[TO BE DONE]
Which lines in the records below contain the string "shadowed"? Gather every one of them in full, and treat the match as case-sensitive.

(Annotation data for object locations)
===============

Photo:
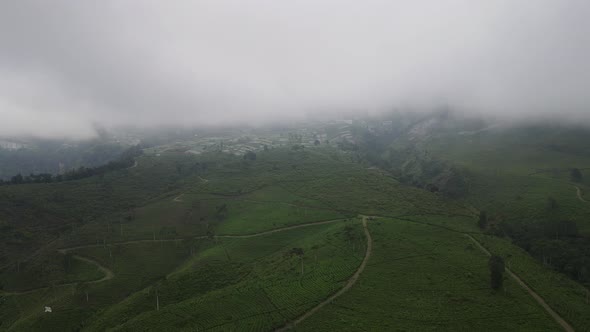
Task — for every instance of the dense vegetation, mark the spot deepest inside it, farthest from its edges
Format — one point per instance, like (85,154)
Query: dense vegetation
(253,242)
(55,156)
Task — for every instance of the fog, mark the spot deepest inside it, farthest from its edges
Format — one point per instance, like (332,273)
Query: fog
(67,65)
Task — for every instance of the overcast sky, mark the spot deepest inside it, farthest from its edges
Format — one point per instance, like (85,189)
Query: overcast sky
(67,64)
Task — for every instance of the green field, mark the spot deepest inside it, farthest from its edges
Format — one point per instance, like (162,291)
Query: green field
(215,242)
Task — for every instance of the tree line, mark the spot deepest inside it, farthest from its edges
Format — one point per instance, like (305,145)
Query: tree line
(125,160)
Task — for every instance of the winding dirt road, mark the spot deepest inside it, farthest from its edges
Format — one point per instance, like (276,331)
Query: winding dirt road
(109,274)
(565,325)
(344,289)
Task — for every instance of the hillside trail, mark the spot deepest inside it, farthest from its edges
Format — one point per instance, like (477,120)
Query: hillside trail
(579,194)
(565,325)
(344,289)
(109,274)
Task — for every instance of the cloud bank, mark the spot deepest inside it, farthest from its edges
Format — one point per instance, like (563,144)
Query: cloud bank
(65,65)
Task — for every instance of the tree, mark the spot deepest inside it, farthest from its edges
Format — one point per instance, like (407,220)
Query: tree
(250,155)
(299,253)
(221,211)
(576,175)
(497,267)
(67,262)
(483,219)
(552,203)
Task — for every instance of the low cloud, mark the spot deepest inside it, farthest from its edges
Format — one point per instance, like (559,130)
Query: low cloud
(65,65)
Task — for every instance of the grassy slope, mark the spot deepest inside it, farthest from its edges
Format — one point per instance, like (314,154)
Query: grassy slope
(311,185)
(423,278)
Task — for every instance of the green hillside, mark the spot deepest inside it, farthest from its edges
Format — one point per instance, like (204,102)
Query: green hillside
(304,239)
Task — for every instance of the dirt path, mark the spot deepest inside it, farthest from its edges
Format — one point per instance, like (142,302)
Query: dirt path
(344,289)
(109,274)
(282,229)
(565,325)
(579,193)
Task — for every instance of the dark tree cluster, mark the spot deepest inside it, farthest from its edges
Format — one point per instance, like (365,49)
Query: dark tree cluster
(127,159)
(556,243)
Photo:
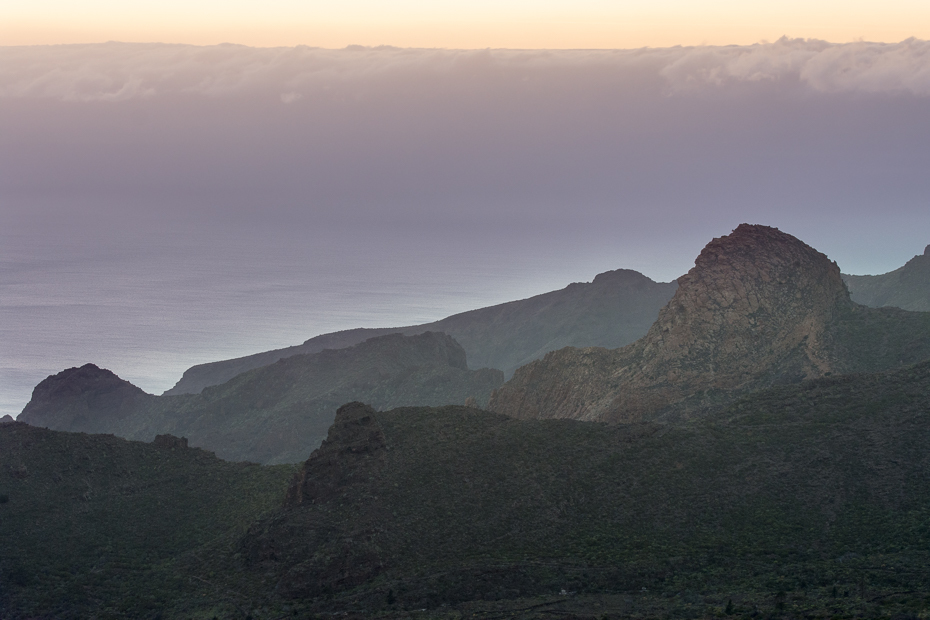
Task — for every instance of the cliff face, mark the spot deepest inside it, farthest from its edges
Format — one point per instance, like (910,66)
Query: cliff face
(759,308)
(907,287)
(612,311)
(274,414)
(86,399)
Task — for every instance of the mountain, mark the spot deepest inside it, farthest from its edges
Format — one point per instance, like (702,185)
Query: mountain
(759,308)
(96,526)
(273,414)
(907,287)
(802,500)
(614,310)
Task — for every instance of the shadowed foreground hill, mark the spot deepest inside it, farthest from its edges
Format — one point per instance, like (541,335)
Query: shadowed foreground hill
(907,287)
(799,501)
(274,414)
(94,525)
(759,308)
(787,495)
(614,310)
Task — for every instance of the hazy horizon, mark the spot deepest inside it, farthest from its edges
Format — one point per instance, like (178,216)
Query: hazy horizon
(164,205)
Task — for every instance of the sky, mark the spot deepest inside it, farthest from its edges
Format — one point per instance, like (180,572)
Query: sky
(184,182)
(637,156)
(538,24)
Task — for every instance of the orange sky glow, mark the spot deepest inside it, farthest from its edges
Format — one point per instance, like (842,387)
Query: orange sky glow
(504,24)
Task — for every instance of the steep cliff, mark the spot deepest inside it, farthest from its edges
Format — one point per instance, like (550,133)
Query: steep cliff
(907,287)
(614,310)
(274,414)
(759,308)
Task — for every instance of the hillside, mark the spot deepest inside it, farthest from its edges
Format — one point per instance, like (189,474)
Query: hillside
(759,308)
(614,310)
(907,287)
(274,414)
(804,500)
(96,526)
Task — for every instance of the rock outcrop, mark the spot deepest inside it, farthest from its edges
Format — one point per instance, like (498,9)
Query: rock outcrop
(907,287)
(759,308)
(349,455)
(274,414)
(86,399)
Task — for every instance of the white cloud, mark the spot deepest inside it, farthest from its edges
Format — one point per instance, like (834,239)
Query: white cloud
(121,71)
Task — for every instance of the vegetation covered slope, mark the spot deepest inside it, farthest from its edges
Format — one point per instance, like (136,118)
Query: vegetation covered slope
(808,497)
(274,414)
(614,310)
(759,308)
(907,287)
(807,500)
(97,526)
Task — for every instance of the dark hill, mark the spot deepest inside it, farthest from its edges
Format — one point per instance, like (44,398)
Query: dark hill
(907,287)
(789,496)
(759,308)
(274,414)
(614,310)
(804,500)
(96,526)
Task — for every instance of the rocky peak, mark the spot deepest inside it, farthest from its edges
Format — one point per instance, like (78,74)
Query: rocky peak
(349,455)
(753,311)
(752,296)
(86,399)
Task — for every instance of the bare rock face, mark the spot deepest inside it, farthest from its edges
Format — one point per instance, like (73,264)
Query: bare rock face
(350,453)
(86,399)
(754,311)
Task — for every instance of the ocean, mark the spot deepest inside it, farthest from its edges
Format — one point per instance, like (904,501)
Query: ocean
(148,307)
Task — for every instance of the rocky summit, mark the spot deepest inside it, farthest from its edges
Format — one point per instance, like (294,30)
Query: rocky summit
(759,308)
(906,287)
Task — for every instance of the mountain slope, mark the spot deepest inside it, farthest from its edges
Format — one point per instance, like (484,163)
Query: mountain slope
(95,526)
(759,308)
(451,505)
(804,500)
(613,310)
(273,414)
(907,287)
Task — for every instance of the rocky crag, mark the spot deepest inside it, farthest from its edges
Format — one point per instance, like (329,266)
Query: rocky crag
(612,311)
(274,414)
(759,308)
(907,287)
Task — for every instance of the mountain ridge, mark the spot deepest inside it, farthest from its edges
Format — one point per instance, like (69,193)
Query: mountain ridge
(759,307)
(272,414)
(907,287)
(503,336)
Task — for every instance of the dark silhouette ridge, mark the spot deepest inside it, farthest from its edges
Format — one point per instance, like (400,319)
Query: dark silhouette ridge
(614,310)
(759,308)
(273,414)
(907,287)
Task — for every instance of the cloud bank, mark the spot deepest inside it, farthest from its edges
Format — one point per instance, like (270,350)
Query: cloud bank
(119,72)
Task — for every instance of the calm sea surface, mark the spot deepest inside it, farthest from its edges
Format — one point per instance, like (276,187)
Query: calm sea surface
(148,308)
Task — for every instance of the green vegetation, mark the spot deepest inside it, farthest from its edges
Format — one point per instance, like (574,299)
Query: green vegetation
(99,526)
(807,500)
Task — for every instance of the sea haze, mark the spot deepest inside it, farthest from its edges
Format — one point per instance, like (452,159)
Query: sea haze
(165,205)
(148,307)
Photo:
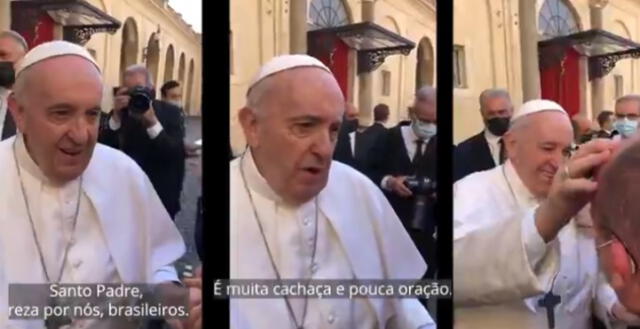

===============

[EXPECTED ANSWER]
Task — for every instance of the shadowed foreground hill, mark the spot deepest inside it, farthest from its edges
Query: shadowed foreground hill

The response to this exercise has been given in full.